> _EXERCISE BRIEF_
Copy out every one of the following entries word for word, keeping each line as it stands.

(Detection annotation entries)
☆ ☆ ☆ ☆ ☆

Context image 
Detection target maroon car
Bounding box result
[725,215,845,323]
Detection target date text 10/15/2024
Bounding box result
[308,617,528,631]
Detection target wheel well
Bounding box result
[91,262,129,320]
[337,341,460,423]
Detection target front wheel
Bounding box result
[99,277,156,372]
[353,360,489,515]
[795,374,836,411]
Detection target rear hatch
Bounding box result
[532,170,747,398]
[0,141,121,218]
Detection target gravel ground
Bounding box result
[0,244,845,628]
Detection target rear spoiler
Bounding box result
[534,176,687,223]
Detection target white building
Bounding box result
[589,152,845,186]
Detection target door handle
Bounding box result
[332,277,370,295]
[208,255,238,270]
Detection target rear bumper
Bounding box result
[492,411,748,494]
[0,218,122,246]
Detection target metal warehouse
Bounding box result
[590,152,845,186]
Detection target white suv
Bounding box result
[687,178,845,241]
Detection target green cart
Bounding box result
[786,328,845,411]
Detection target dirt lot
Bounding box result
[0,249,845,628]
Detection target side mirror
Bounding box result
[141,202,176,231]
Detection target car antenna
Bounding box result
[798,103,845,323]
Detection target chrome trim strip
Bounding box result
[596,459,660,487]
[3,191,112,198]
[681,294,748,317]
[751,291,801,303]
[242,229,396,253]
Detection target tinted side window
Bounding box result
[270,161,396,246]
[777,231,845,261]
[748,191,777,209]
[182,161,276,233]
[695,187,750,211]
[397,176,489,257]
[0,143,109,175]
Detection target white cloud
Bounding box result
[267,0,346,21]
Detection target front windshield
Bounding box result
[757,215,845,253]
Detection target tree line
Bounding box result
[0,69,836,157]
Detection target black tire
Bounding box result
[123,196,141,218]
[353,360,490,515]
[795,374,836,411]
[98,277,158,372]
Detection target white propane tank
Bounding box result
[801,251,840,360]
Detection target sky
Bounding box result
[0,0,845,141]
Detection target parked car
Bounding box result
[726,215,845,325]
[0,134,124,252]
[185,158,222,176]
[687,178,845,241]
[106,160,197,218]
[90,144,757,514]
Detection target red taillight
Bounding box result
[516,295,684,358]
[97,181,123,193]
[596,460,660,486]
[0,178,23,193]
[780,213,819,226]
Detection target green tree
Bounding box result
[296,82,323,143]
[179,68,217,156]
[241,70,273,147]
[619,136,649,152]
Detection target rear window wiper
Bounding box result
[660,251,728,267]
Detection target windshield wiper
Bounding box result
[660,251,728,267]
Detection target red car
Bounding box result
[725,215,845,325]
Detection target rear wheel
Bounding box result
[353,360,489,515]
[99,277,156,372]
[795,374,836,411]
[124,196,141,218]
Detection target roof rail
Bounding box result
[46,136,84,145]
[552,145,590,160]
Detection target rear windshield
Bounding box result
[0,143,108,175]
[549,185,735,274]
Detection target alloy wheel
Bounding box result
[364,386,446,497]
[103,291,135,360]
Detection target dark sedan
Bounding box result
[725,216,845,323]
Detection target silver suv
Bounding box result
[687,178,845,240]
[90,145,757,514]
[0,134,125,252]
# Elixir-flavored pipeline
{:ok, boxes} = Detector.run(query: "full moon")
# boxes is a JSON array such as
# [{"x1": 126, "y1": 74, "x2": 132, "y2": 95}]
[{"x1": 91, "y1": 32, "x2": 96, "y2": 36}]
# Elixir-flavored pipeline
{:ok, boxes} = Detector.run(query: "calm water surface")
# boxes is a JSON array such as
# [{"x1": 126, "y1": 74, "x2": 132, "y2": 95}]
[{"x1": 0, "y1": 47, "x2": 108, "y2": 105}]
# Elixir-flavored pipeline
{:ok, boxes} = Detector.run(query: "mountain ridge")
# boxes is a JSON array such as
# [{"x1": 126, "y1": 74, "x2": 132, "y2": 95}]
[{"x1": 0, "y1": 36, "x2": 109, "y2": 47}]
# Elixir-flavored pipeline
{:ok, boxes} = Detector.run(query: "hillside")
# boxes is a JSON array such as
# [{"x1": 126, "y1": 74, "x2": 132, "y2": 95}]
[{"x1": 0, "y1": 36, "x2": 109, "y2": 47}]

☆ ☆ ☆ ☆ ☆

> _SOLUTION FOR THIS PROBLEM_
Context image 
Detection target maroon car
Bounding box result
[725,215,845,323]
Detection target date text 10/15/2024
Bounding box result
[308,617,528,631]
Detection target wheel well
Bounding box result
[91,262,129,320]
[337,341,460,423]
Detection target front wheel
Bounding box result
[99,277,156,372]
[353,360,489,515]
[795,374,836,411]
Detection target rear hatch
Bounding box result
[532,170,747,398]
[0,141,121,218]
Detection target gravel ground
Bounding box result
[0,244,845,628]
Detection target rear spoiler
Bounding box result
[534,176,687,223]
Detection target white building
Bounding box result
[589,152,845,186]
Detection target door handle
Bounding box result
[332,277,370,295]
[208,255,238,270]
Detection target rear bumper
Bounding box result
[492,411,748,494]
[0,218,122,246]
Detection target metal warehouse
Bounding box result
[590,152,845,186]
Detection target white suv
Bounding box result
[687,178,845,241]
Detection target green cart
Bounding box result
[786,328,845,411]
Detection target dirt lot
Bounding box result
[0,249,845,628]
Detection target side mirror
Bounding box result
[141,202,176,231]
Detection target car antenna
Bounding box result
[798,103,845,323]
Detection target chrome trim strip
Bounding box result
[596,459,660,487]
[3,191,112,198]
[681,294,748,317]
[751,291,801,303]
[242,229,396,253]
Detection target tinted side window
Bounding box result
[270,161,396,246]
[777,231,845,261]
[748,191,777,209]
[182,161,276,233]
[695,187,750,211]
[397,176,489,257]
[0,143,109,175]
Detection target white cloud
Bounding box result
[267,0,346,21]
Detection target front windshield
Bounding box result
[757,215,845,253]
Detection target tree line
Bounding box result
[0,69,836,157]
Detection target black tire
Bounding box result
[123,196,141,218]
[353,360,490,515]
[795,374,836,411]
[98,277,158,372]
Detection target white propane tank
Bounding box result
[801,251,840,360]
Detection target sky
Bounding box result
[0,0,845,141]
Detection target parked car
Bounding box result
[726,215,845,325]
[0,134,124,252]
[185,158,222,176]
[687,178,845,241]
[106,160,197,218]
[90,144,757,514]
Detection target red taillight
Bounding box result
[516,295,684,358]
[97,181,123,193]
[596,460,660,486]
[0,178,23,193]
[780,213,819,226]
Detection target green tree
Bounding box result
[296,82,323,143]
[179,68,217,156]
[241,70,273,147]
[619,136,649,152]
Detection target rear window wiper
Bounding box result
[660,251,728,267]
Detection target windshield wiper
Bounding box result
[660,251,728,267]
Detection target red car
Bounding box result
[725,215,845,325]
Detection target rear wheel
Bounding box result
[353,360,489,515]
[99,277,156,372]
[795,374,836,411]
[124,196,141,218]
Detection target roof rail
Bounding box result
[46,136,84,145]
[552,145,590,160]
Detection target rear windshield
Bounding box result
[0,143,108,175]
[549,185,735,274]
Detection target alloy wheel
Bounding box result
[364,386,446,497]
[103,291,135,360]
Detection target dark sedan
Bounding box result
[725,216,845,323]
Detection target silver suv
Bounding box result
[687,178,845,240]
[90,145,757,514]
[0,134,125,252]
# Elixir-flavored pipeline
{:ok, boxes} = Detector.run(query: "full moon")
# boxes is a JSON array such as
# [{"x1": 126, "y1": 74, "x2": 132, "y2": 95}]
[{"x1": 91, "y1": 32, "x2": 96, "y2": 36}]
# Elixir-flavored pipeline
{:ok, boxes} = Detector.run(query: "calm water surface")
# boxes is a JSON array such as
# [{"x1": 126, "y1": 74, "x2": 132, "y2": 95}]
[{"x1": 0, "y1": 47, "x2": 108, "y2": 105}]
# Elixir-flavored pipeline
{:ok, boxes} = Detector.run(query: "mountain ridge")
# boxes is a JSON array such as
# [{"x1": 126, "y1": 74, "x2": 132, "y2": 95}]
[{"x1": 0, "y1": 36, "x2": 109, "y2": 47}]
# Elixir-flavored pipeline
{:ok, boxes} = Detector.run(query: "hillside")
# boxes is a JSON array such as
# [{"x1": 126, "y1": 74, "x2": 132, "y2": 95}]
[{"x1": 0, "y1": 36, "x2": 109, "y2": 47}]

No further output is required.